(Entries taken from a collection)
=-=-=

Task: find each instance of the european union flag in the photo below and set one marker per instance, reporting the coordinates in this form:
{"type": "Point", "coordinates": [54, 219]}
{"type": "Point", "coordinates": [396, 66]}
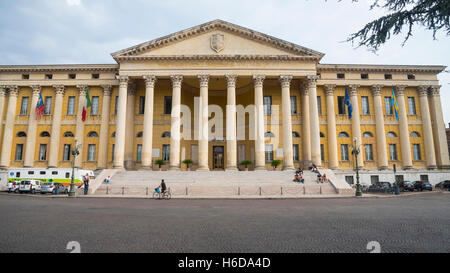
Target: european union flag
{"type": "Point", "coordinates": [348, 103]}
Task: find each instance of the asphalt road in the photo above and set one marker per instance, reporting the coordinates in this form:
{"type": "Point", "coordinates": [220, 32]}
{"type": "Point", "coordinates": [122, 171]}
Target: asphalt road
{"type": "Point", "coordinates": [419, 223]}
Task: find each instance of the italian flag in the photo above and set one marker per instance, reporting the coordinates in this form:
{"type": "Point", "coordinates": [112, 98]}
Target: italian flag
{"type": "Point", "coordinates": [86, 106]}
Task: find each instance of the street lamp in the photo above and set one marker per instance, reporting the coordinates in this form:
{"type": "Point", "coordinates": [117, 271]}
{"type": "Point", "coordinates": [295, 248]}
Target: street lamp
{"type": "Point", "coordinates": [75, 153]}
{"type": "Point", "coordinates": [355, 151]}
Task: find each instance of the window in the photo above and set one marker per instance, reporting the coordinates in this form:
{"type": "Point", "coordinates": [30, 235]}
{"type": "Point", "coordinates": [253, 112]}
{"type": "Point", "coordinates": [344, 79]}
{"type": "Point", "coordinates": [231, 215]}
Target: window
{"type": "Point", "coordinates": [269, 152]}
{"type": "Point", "coordinates": [48, 106]}
{"type": "Point", "coordinates": [167, 105]}
{"type": "Point", "coordinates": [365, 105]}
{"type": "Point", "coordinates": [139, 153]}
{"type": "Point", "coordinates": [267, 105]}
{"type": "Point", "coordinates": [412, 105]}
{"type": "Point", "coordinates": [24, 107]}
{"type": "Point", "coordinates": [19, 152]}
{"type": "Point", "coordinates": [94, 108]}
{"type": "Point", "coordinates": [141, 105]}
{"type": "Point", "coordinates": [296, 152]}
{"type": "Point", "coordinates": [319, 105]}
{"type": "Point", "coordinates": [293, 105]}
{"type": "Point", "coordinates": [392, 152]}
{"type": "Point", "coordinates": [166, 153]}
{"type": "Point", "coordinates": [416, 150]}
{"type": "Point", "coordinates": [43, 152]}
{"type": "Point", "coordinates": [369, 152]}
{"type": "Point", "coordinates": [388, 106]}
{"type": "Point", "coordinates": [344, 152]}
{"type": "Point", "coordinates": [71, 106]}
{"type": "Point", "coordinates": [66, 152]}
{"type": "Point", "coordinates": [91, 152]}
{"type": "Point", "coordinates": [341, 105]}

=-=-=

• HOW TO COMPLETE THIS TASK
Pictures aren't part of the copy; return each record above exactly.

• TASK ANSWER
Task: find each instance of the european union flag in the photo below and set one marker per instance, reporting the coordinates in this form:
{"type": "Point", "coordinates": [54, 219]}
{"type": "Point", "coordinates": [396, 66]}
Target: european union flag
{"type": "Point", "coordinates": [348, 103]}
Task: find each instance of the asphalt road in the photo above and set one marker per instance, reporting the coordinates in this form:
{"type": "Point", "coordinates": [220, 32]}
{"type": "Point", "coordinates": [122, 171]}
Target: asphalt road
{"type": "Point", "coordinates": [419, 223]}
Task: find each instance of the italian flag in the photo above and set one marker per instance, reporting the coordinates in this form:
{"type": "Point", "coordinates": [112, 98]}
Target: italian flag
{"type": "Point", "coordinates": [86, 106]}
Task: find each instance of the street lamp in the photo above and set one marker per instance, reporting the coordinates in this form:
{"type": "Point", "coordinates": [117, 271]}
{"type": "Point", "coordinates": [295, 248]}
Target: street lamp
{"type": "Point", "coordinates": [75, 153]}
{"type": "Point", "coordinates": [355, 151]}
Task: find each instance of the window in the photo above and set one marker per instance, reporting the coordinates in this form:
{"type": "Point", "coordinates": [30, 235]}
{"type": "Point", "coordinates": [253, 112]}
{"type": "Point", "coordinates": [344, 79]}
{"type": "Point", "coordinates": [231, 215]}
Target: window
{"type": "Point", "coordinates": [269, 152]}
{"type": "Point", "coordinates": [48, 106]}
{"type": "Point", "coordinates": [167, 105]}
{"type": "Point", "coordinates": [365, 105]}
{"type": "Point", "coordinates": [139, 153]}
{"type": "Point", "coordinates": [267, 105]}
{"type": "Point", "coordinates": [412, 105]}
{"type": "Point", "coordinates": [24, 107]}
{"type": "Point", "coordinates": [19, 152]}
{"type": "Point", "coordinates": [94, 108]}
{"type": "Point", "coordinates": [141, 105]}
{"type": "Point", "coordinates": [296, 152]}
{"type": "Point", "coordinates": [319, 105]}
{"type": "Point", "coordinates": [293, 105]}
{"type": "Point", "coordinates": [392, 152]}
{"type": "Point", "coordinates": [166, 153]}
{"type": "Point", "coordinates": [416, 150]}
{"type": "Point", "coordinates": [43, 152]}
{"type": "Point", "coordinates": [369, 152]}
{"type": "Point", "coordinates": [388, 106]}
{"type": "Point", "coordinates": [344, 152]}
{"type": "Point", "coordinates": [71, 106]}
{"type": "Point", "coordinates": [66, 152]}
{"type": "Point", "coordinates": [91, 152]}
{"type": "Point", "coordinates": [341, 105]}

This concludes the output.